*Work instructions*: In the Factorials & Fibonacci transcript, how is dynamic programming defined?

Transcript from the "Factorials & Fibonacci" Lesson
[00:00:00]
>> Alright, so we're going to start doing a little bit of dynamic programming because we haven't even covered any dynamic programming have we? Yeah, thank you. The answer is no we haven't. Can you define dynamic programming? Yes, dynamic programming is using past results to compute future values? It's very very simple, so let's just start with a very simple Version of dynamic programming.
[00:00:22]
Factorial of n, right? Wait. That was not n. N factorial! Alright, so there we go, n factorial. To compute n factorial, we could do this the recursive way. I could literally have factorial of n, and so then I just literally return factorial. All real old people are going to be molding because I didn't do a tail recursion right there?
[00:00:50]
Molding, molding in the chat right now you can feel it. So there you go. This would be the recursive solution. Technically, you're still using kind of like past values to calculate future ones. So that's not quite the same. You could imagine you could do the exact same thing with a for loop, right?
[00:01:04]
For i equals one, two n and you just simply sum up the numbers, right? Or whatever it is. You get the idea, I, there you go. And then we return sum. All right, so this would be like the simple conversion from a recursive case to an iterative case and typically this is what you would see when it comes to dynamic programming.
[00:01:25]
Typically it's a recursion to an iterative solution, but you usually reduce the dimensions. There's only one dimension here, nothing actually has changed. So let's go with something with a little bit more interestingness. Let's talk about Fibonacci. So this is like the next most obvious dynamic Programming versus just like your standard approach.
[00:01:44]
If you do your standard Fibonacci solve, what you're going to see is you're going to see this. I'm sure you've all seen this, which is going to be fib (n-1) plus fib (n-2). All right, so the Fibonacci sequence is zero one one two three five eight, gosh 13 can't do math anymore, 21.

*Excerpted records*:
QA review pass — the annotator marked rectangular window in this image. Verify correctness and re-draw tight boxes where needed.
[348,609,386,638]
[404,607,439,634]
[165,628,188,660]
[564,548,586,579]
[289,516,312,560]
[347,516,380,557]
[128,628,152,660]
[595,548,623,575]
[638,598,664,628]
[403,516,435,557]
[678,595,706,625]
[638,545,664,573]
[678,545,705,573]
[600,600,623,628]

*Task solution*: It is defined as using past results to compute future values.